WHAT YOU WILL DO:
Your copy should match the records exactly, except that it contains no pictures.
[Start of Attachment]
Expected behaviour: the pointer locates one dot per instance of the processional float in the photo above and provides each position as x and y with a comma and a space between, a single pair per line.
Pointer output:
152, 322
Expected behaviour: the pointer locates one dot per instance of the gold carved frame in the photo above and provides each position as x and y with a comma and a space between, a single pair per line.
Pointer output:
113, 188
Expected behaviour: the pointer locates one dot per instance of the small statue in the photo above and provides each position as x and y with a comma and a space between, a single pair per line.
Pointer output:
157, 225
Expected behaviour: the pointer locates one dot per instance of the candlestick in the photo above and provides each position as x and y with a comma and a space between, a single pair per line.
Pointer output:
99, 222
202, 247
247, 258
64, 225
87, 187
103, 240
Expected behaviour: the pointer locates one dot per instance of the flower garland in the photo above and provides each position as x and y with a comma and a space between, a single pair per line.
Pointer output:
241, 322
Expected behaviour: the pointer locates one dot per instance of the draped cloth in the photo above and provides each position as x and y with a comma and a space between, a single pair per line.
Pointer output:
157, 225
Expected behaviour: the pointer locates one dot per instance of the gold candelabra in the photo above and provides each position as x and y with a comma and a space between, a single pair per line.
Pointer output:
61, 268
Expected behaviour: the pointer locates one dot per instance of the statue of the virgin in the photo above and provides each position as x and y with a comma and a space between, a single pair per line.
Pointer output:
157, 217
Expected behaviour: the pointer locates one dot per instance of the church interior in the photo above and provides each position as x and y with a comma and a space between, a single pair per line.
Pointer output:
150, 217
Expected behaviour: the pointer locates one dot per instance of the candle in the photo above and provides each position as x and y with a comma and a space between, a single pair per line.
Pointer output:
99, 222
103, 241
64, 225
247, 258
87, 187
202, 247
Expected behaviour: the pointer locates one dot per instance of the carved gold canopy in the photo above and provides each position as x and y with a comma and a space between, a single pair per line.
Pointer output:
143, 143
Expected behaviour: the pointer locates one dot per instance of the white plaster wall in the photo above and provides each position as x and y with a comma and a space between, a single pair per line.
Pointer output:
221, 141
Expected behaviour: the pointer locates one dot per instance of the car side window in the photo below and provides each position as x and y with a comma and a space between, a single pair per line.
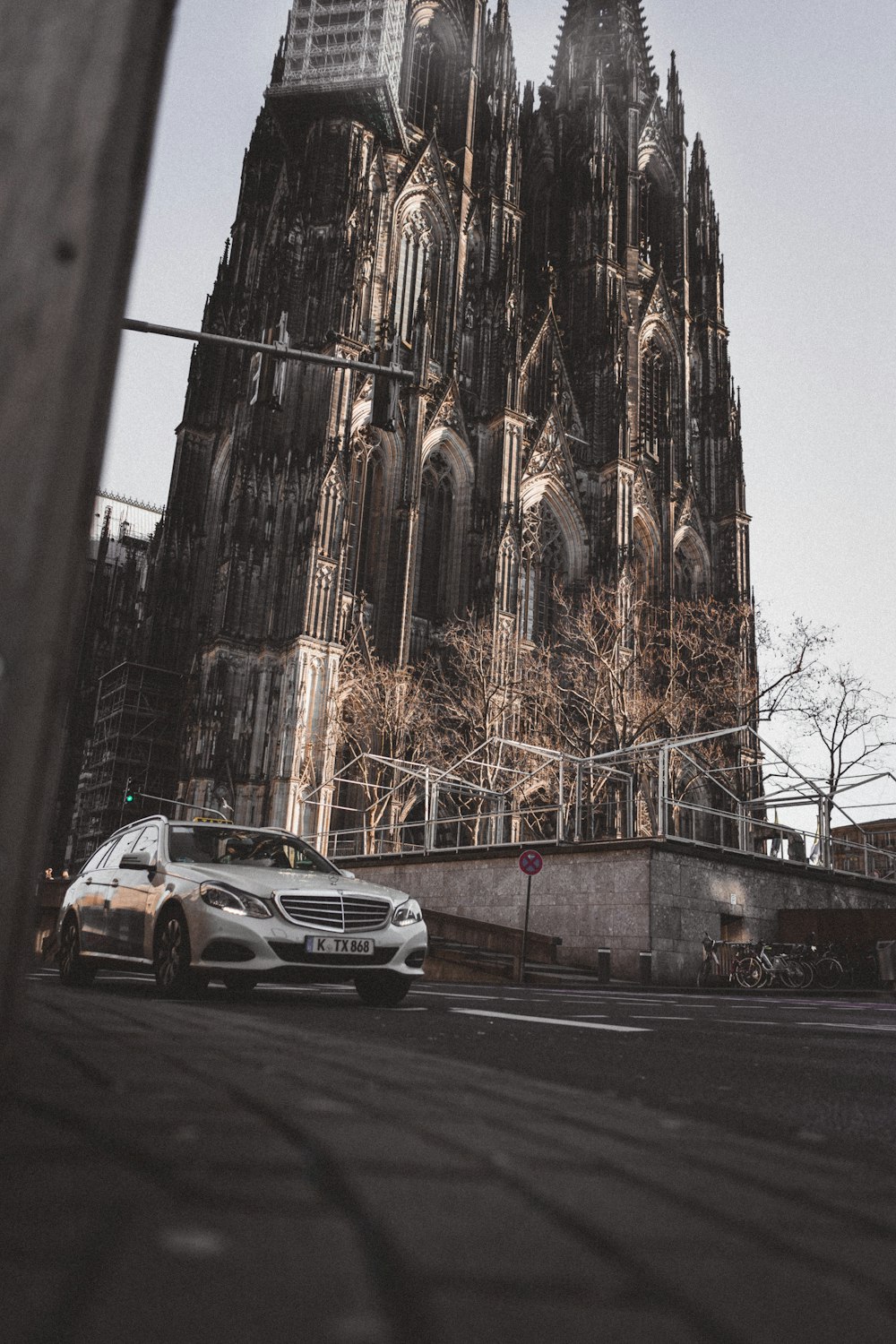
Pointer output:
96, 859
148, 839
124, 844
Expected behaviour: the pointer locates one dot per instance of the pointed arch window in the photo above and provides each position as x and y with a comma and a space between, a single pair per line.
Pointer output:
414, 271
366, 521
426, 86
435, 551
691, 578
656, 397
331, 516
544, 564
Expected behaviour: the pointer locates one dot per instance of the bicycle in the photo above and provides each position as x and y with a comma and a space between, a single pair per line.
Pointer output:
756, 969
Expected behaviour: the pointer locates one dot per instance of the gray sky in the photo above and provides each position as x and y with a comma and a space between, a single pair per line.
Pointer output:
794, 104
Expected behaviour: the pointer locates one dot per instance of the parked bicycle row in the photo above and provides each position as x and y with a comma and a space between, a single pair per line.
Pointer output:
761, 965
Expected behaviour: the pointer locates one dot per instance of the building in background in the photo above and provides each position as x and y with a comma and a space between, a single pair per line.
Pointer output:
117, 567
868, 849
549, 274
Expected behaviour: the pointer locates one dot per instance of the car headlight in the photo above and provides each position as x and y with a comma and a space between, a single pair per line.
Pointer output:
406, 914
234, 902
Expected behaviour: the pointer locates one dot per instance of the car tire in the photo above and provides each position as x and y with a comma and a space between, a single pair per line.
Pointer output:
382, 988
239, 986
73, 970
171, 954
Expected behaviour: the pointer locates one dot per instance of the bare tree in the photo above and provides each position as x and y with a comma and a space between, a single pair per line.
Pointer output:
[End of Attachment]
WRITTEN SOLUTION:
Expected behaviour: the pointer locates one dot per instance of the processional float in the photo above and provides each position as x and y with a comma and a space between, a single pair per line.
Pointer output:
152, 322
Expected behaviour: the pointer locates one dot per instance of the gold carved frame in the photo above and provides each position as x and y with a comma and a space between, a single pair per line.
Pointer output:
113, 188
Expected behaviour: the pointer locates one dot per instance of the small statue in the photo above and provides each position as x and y with a comma and a space between, a single pair per line.
Pointer output:
157, 225
Expected behaviour: the pointer locates one dot per instance of the candlestick in the photo above and provides each position as x and y with a comma and a space between, a single pair per line.
Pointer output:
99, 222
202, 247
247, 258
64, 225
87, 187
103, 240
Expected behaviour: the pointer locates one dot per instance of the flower garland in the photo above and provides each position as x and y with a comma and a space between, a single pair per line.
Pointer output:
241, 322
Expected behaviour: the pointer locates one dot per instance of the draped cloth in the photo above and provides each position as x and y with a comma and a space between, a single pair per line.
Pointer output:
157, 225
Expected behaviour: the pointer locates one dot per instance of the gold candelabra in the photo above and provides each position as x and y with a comma and a space between, a single pair per line.
Pointer output:
61, 268
Expected behaviour: the pointer locates one dot per instance of the statue of the virgin in the photo above and provides each position as x and y with a comma and a space between, a single pair per line.
Pointer output:
157, 217
Expected behaviour: the pointer locates one dot per instance of the church interior in the photo above and provides each position as x and y with a comma and a space between, a single pair per line.
Pointer output:
150, 217
Expected behaviour: the pointer locates one dot per instance of the candle in the photo above and provides each position as x and y with a comma and a space between, a single pair per line.
Pointer output:
99, 222
103, 241
64, 225
247, 258
87, 187
202, 247
Expected behaviour: the pointer locates one dot per instance of the carved gold canopy in the photo above and provides each position as x and y with a comma and a space between, a single pair per line.
Pointer output:
143, 143
Expected behaviour: the pointer locates one dot per instance of the white plaster wall in the photo above and provides each position as x and y with a comma and a space between, a single pair per line.
Pointer output:
221, 141
Expected behaviour: the pointer locates one dot per instance of the car side window in the photo below and provides each position as x and y with a comma and a space between, a single pair per line.
Pointer output:
96, 859
148, 839
124, 844
Expected behaviour: the pointer locates one dot per instance of the pointed arch window in the photo above and provides each position as x and y with a comma and a space between, a single pair per line.
Pointer output:
414, 271
366, 521
426, 86
435, 551
691, 578
656, 397
331, 516
544, 564
Expected behaviour: the pointer locates one dot per instance of the bicycle in the photo above and provides each position as x and y with a comma and a space between, a single pair per line.
Pointer output:
756, 969
Expected behaviour: the pointer locates one dot per instance of the gray sky in the photo above and provides each position as x and y with a comma and a space between, a single pair per line.
Pointer output:
794, 104
Expected behaviour: the pointer locates one dot per instance of the parked bicycle row in the photo above and provides each position as x and y with a comma and a space between, a single pair per line.
Pointer output:
761, 965
Expected behaviour: the pointer locates one dot per instance of the building in background in the photo above and provides each position as x and y with a comma and a space between, a single pair per line.
Pointer output:
117, 567
868, 849
549, 274
Expected behaviour: the pointer locates one dot per instance of the car headlight in the photo above and provides each position as x and y with a comma and a space between, a single pair per line.
Pointer output:
406, 914
234, 902
Expected behaviour: the pointer locates one dot per instance of the car tire in the photo above and provides each position as x and y with a comma and a space between, a single pair per line.
Pointer output:
382, 988
239, 986
73, 970
171, 954
Expected behaviour: the pointer locates one dot per instance of the bare tree in the photo above and provides each position as x and y with a comma and a space between, a single pair per line.
Pointer output:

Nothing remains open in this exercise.